* Artículo
----------

Según los criterios demográficos más en boga, una ciudad es más importante cuando es mayor el número de sus habitantes.
Seguramente esto produce indignación entre los filósofos elitistas de la cuadra, que propugnan más bien el uso de pautas aristográficas, de acuerdo a las cuales las ciudades más importantes son las habitadas por los mejores. Los mejores, claro, son ellos.
La idea tiene —a qué negarlo— su interés. Pueblitos que ni figuran en el almanaque del Reader's Digest — Cadaqués, sin ir más lejos— ocuparían de una vez el lugar que merecen.
Pero por ahora, y aún a riesgo de que nos llamen populistas, seguiremos ateniéndonos a la cantidad antes que a la calidad.
Hace algunos años, las estadísticas despertaban nuestro orgullo nacional cuando se nos informaba que Buenos Aires era una de las cinco grandes ciudades del mundo. Sin embargo, en los últimos tiempos viene creciendo dentro de mí la sospecha de que hemos descendido en esa tabla de posiciones, pues ya no lo oigo repetir a cada momento.
Es muy probable que otras poblaciones de dudoso linaje nos hayan sobrepasado.
Es que hoy en día cualquier caserío de mala muerte está habitado por diez o quince millones de aldeanos. Así anda el mundo.

----------

* Datos proporcionados
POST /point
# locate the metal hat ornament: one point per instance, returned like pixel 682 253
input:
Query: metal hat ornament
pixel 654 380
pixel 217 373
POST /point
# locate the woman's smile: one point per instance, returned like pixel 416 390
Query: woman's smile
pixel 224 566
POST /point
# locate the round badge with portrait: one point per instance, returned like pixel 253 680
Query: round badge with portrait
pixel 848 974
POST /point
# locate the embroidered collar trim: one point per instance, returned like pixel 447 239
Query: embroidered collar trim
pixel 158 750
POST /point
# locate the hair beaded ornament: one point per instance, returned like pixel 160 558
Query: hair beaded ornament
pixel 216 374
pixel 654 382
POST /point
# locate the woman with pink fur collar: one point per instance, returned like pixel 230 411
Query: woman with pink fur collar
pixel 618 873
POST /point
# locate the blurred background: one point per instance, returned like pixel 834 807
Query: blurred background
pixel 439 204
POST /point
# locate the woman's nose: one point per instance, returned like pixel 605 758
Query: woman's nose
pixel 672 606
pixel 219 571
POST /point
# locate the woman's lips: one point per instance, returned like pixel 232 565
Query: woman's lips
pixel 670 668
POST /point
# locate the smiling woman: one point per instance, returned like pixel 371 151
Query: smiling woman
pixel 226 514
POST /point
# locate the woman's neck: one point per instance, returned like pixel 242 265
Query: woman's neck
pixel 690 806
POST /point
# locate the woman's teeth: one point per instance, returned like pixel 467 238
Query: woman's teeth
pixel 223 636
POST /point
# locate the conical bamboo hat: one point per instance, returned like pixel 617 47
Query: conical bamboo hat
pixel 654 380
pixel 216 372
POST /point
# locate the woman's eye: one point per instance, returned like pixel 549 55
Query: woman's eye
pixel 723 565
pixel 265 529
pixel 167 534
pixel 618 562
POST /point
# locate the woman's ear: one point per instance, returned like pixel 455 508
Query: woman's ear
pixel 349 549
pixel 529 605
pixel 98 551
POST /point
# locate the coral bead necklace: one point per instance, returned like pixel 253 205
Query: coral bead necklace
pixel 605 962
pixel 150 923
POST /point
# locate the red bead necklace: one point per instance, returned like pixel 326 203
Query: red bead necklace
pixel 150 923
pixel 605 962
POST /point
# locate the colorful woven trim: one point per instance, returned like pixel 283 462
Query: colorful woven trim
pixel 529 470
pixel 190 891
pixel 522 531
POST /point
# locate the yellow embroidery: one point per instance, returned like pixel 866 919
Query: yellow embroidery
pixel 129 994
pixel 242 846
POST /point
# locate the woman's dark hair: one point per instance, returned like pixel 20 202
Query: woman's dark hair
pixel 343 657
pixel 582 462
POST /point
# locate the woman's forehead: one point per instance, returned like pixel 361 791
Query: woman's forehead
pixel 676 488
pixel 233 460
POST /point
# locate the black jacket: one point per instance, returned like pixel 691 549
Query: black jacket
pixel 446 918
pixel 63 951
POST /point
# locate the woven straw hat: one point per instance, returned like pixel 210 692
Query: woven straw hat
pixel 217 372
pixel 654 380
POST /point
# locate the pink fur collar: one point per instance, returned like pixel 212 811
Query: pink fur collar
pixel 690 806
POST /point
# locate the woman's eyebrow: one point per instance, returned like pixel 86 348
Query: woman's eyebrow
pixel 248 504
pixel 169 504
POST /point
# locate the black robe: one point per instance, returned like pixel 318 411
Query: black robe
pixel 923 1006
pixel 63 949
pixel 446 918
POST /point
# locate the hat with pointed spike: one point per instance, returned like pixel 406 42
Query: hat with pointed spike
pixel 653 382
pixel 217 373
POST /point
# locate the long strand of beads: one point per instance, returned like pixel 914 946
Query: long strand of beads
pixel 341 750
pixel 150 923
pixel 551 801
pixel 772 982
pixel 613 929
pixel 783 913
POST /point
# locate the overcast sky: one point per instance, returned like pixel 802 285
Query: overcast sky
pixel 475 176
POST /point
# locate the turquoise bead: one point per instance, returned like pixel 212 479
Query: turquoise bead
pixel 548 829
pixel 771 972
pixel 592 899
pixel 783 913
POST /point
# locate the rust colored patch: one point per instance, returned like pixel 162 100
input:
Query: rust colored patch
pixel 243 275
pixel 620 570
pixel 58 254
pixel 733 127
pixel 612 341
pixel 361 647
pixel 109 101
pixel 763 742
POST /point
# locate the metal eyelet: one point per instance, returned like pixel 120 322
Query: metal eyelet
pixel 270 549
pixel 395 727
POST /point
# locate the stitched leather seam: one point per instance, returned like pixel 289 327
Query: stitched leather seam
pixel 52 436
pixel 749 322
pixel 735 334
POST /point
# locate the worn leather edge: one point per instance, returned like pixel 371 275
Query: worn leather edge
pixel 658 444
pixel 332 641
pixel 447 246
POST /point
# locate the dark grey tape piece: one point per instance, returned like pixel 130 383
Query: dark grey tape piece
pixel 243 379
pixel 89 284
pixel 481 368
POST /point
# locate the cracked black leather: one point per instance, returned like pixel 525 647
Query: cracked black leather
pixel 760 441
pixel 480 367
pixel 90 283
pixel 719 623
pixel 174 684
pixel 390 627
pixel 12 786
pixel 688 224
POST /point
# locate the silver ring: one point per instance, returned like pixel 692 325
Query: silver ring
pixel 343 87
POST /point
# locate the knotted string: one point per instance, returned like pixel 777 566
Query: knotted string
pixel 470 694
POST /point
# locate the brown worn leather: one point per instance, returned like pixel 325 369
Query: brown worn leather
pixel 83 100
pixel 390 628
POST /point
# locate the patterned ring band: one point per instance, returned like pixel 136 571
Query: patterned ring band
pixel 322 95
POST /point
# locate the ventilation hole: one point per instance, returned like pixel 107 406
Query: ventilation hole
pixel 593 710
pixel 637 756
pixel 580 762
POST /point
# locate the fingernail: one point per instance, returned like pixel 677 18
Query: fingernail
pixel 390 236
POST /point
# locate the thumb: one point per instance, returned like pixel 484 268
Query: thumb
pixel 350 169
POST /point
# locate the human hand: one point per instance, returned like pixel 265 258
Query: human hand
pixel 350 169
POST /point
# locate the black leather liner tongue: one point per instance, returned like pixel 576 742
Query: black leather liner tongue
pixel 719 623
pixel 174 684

----------

* Conjunto de tareas
[1] Actualiza el fragmento del artículo entre "La idea tiene" y "a cada momento.", ambos incluidos, poniendo "demagogos" en lugar de "populistas".
[2] Según el artículo, ¿qué se informaba hace algunos años sobre Buenos Aires en las estadísticas?
[3] Retoma el artículo sobre la importancia de las ciudades y continúalo a partir de su última frase.
El material no interviene en nada de esto.

* Resultados finales
[1]
La idea tiene —a qué negarlo— su interés. Pueblitos que ni figuran en el almanaque del Reader's Digest — Cadaqués, sin ir más lejos— ocuparían de una vez el lugar que merecen.
Pero por ahora, y aún a riesgo de que nos llamen demagogos, seguiremos ateniéndonos a la cantidad antes que a la calidad.
Hace algunos años, las estadísticas despertaban nuestro orgullo nacional cuando se nos informaba que Buenos Aires era una de las cinco grandes ciudades del mundo. Sin embargo, en los últimos tiempos viene creciendo dentro de mí la sospecha de que hemos descendido en esa tabla de posiciones, pues ya no lo oigo repetir a cada momento.

[2] Que era una de las cinco grandes ciudades del mundo.

[3]
Y llegamos aquí al punto en que quería detenerme. Sabemos que Buenos Aires tiene 10 millones de habitantes o poco menos. Esto significa que hemos contado también a quienes residen en el área metropolitana. Vale decir que San Justo es parte de Buenos Aires. Sostenerlo contrario sería admitir que la nuestra es una pequeña ciudad de tres millones y medio de personas, no mucho mayor que Baltimore.
Sin embargo la ciudad no se comporta como un gigante, sino como un conjunto de enanos.
Los taxímetros de la Capital llegan sólo hasta la General Paz. Los del resto del Gran Buenos Aires no circulan, sino que permanecen detenidos en las estaciones del ferrocarril.
Las calles repiten sus denominaciones en cada municipio, siguiendo numeraciones que no responden a un criterio único. En realidad no responden a ningún criterio. Así, la calle Sarmiento al 200 aparece por lo menos una docena de veces en lugares que —según acabamos de suponer— pertenecen a la misma ciudad.
No es la intención de esta nota cuestionar la extensión del distrito federal ni pronunciarse en contra de las autonomías municipales. Pero es evidente que Buenos Aires ha crecido mucho más allá de los territorios que se le asignaron en el 80 y a estas alturas parece indispensable inventar algo ingenioso para estar a la altura de las circunstancias.
Para decirlo de una vez: aún cuando a los señores del Gran Buenos Aires se les tiene por porteños, su existencia transcurre entre innumerables penurias que la gente de la Capital ni siquiera imagina. El apartado siguiente servirá para intentar una somera enumeración de calamidades cotidianas.
Catálogo de calamidades.
El Gran Buenos Aires es feo. Con una fealdad que no surge, como puede pensarse, de la pobreza.
Existen —es cierto— zonas privilegiadas de cierta hermosura. Pero el 80 por ciento de su superficie está cubierta por edificaciones descascaradas y sin terminar, barriales sempiternos, veredas intransitables y calles que no conducen a ninguna parte.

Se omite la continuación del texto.